Tally the lines of the listing below that contain the word "noun", counting only matches with the same capitalization, and reply with the number alone.

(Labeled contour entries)
_ _ _ _

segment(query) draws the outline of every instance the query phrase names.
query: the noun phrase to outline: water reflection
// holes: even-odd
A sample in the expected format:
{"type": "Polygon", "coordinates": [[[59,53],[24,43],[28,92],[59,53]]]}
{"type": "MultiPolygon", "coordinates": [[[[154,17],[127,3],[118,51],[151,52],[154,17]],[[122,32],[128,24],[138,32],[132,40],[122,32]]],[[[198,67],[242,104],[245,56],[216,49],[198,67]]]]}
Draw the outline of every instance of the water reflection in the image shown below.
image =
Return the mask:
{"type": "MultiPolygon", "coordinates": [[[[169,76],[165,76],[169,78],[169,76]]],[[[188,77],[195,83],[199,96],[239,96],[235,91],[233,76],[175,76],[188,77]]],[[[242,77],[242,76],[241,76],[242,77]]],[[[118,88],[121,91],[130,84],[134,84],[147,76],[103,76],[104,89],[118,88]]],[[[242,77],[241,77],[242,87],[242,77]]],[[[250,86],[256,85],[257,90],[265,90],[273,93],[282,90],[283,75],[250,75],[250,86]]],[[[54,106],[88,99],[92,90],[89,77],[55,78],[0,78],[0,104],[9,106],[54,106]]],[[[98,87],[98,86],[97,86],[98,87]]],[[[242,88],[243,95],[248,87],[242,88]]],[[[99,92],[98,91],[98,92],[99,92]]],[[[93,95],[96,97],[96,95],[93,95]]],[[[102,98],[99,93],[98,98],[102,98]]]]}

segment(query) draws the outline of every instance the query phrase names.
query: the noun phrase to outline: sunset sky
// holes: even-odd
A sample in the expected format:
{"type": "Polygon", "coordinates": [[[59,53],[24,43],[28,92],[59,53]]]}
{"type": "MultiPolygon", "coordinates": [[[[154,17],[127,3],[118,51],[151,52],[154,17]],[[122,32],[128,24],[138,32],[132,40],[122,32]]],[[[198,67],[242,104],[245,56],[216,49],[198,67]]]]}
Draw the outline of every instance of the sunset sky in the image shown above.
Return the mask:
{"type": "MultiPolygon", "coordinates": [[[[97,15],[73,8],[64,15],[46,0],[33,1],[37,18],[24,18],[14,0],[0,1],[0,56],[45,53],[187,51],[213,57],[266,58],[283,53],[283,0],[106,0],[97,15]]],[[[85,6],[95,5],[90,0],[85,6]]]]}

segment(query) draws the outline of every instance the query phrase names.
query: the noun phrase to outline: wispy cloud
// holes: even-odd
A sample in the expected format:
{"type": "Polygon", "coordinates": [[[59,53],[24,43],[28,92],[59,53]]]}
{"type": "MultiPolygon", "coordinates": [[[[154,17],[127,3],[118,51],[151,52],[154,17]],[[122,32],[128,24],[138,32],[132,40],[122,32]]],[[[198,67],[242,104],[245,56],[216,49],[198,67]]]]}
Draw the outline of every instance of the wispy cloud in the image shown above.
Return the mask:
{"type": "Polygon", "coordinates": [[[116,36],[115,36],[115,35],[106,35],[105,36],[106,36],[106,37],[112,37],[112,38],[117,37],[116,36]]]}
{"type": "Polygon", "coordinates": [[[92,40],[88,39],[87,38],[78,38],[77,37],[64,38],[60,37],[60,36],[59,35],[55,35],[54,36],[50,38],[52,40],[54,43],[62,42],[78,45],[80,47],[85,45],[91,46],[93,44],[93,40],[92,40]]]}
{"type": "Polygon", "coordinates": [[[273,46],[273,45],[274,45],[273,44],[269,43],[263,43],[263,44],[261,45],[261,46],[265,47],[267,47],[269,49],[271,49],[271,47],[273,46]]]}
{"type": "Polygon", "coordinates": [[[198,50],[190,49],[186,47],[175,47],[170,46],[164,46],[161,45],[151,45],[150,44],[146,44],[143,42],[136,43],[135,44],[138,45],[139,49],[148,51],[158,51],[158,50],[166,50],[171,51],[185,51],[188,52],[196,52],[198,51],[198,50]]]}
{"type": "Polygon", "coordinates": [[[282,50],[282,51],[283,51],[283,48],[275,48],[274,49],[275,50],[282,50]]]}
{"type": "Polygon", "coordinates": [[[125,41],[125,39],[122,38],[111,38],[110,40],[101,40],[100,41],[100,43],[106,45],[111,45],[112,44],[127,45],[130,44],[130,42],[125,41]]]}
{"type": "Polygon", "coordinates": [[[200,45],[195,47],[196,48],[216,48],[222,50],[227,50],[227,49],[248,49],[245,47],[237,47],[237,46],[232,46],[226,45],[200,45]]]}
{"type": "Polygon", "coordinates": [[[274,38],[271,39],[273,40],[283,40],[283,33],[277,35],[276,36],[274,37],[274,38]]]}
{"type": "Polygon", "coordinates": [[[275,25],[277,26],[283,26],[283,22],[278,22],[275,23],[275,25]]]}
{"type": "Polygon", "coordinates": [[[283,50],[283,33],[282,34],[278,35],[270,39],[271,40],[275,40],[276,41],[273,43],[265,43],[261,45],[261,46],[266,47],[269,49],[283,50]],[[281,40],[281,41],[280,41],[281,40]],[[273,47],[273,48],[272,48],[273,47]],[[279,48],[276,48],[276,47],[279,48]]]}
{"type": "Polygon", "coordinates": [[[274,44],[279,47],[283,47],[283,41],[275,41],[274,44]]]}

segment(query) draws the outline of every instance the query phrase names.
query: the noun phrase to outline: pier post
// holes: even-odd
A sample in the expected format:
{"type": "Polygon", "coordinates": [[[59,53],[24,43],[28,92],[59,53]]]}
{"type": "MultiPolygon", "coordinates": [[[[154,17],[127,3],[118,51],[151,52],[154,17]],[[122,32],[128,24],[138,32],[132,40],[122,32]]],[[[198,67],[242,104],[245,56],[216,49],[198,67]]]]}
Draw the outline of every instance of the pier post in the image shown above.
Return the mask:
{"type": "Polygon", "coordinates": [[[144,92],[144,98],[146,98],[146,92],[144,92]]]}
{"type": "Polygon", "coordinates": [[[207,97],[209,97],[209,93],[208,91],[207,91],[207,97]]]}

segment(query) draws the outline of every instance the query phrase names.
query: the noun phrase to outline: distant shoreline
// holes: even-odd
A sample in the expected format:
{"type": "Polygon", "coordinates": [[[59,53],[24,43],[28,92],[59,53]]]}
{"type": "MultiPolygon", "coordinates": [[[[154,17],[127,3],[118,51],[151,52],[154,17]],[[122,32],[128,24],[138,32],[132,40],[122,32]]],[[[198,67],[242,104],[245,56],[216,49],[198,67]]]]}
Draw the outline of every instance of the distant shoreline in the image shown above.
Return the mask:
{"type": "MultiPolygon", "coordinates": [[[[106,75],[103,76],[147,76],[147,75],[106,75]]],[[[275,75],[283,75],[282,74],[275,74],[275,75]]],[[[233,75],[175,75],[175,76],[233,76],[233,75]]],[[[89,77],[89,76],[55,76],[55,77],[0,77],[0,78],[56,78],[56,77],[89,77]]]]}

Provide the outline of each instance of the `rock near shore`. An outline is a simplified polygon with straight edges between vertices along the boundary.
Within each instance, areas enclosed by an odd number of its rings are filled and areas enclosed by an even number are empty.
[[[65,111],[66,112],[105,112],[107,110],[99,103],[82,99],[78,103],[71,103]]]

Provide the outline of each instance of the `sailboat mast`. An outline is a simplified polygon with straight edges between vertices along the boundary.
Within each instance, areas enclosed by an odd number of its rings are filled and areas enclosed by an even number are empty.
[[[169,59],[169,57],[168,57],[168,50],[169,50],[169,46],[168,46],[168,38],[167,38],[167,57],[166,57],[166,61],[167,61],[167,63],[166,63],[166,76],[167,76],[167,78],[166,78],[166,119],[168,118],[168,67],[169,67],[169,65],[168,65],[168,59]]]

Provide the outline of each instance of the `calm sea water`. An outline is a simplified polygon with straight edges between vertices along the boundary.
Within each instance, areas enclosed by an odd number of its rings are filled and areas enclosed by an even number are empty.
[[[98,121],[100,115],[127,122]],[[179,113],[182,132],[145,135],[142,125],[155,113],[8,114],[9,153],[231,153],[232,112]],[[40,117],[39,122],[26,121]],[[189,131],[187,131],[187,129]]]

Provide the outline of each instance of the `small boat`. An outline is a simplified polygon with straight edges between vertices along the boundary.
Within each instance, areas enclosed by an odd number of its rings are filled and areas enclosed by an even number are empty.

_ _ _ _

Answer for this exercise: 5